TASK STATEMENT
Please identify each line in the rows below that contains the word "curtain" and copy those lines out in full, treating case as significant.

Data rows
........

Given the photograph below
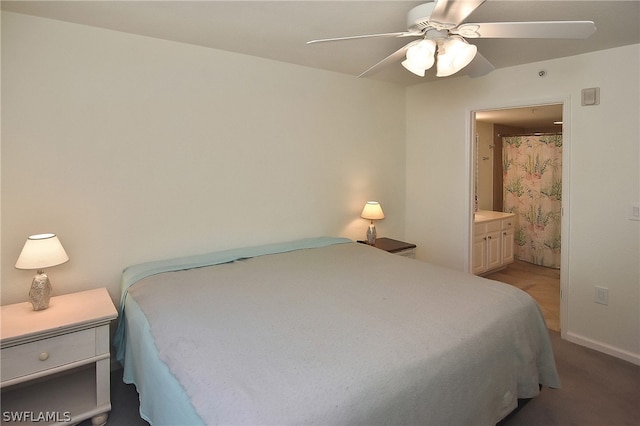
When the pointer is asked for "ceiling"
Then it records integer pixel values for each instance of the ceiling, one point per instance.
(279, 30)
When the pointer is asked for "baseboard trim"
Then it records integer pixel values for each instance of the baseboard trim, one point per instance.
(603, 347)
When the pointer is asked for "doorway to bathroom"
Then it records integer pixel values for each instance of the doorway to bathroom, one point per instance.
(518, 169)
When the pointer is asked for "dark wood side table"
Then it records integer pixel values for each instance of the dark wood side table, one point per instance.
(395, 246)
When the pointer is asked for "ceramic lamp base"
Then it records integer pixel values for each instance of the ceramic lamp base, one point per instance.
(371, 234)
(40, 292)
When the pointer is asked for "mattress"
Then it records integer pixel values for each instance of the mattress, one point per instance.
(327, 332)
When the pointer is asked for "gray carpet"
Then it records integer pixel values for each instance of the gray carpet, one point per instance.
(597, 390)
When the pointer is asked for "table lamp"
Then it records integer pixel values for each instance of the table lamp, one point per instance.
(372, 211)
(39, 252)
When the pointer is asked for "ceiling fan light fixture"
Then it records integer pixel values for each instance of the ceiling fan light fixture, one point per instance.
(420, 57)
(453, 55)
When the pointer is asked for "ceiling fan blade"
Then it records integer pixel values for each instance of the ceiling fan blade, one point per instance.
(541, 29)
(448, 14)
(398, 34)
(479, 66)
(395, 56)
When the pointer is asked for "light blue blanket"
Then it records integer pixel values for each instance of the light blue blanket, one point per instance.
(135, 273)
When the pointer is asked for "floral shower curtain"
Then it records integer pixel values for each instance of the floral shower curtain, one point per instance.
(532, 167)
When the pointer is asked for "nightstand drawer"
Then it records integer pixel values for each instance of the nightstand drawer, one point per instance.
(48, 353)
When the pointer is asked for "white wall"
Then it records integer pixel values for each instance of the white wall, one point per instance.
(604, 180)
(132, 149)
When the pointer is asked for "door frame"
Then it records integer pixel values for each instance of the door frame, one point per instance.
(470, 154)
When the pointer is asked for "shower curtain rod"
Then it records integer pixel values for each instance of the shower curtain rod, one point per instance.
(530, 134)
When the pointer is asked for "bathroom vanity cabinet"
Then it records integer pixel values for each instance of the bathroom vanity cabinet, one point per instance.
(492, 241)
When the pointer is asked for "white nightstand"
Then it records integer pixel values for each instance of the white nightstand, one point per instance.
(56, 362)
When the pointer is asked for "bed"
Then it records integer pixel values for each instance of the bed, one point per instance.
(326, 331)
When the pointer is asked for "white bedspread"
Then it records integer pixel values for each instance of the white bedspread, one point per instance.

........

ANSWER TO THIS PROBLEM
When the pointer is asked for "floral shower curtain"
Then it records integer pixel values for each instance of the floral shower curtain, one point per instance.
When the pointer is asked for "shower curtain rod"
Then it records integer pixel values for each instance of the shower curtain rod, one point per instance.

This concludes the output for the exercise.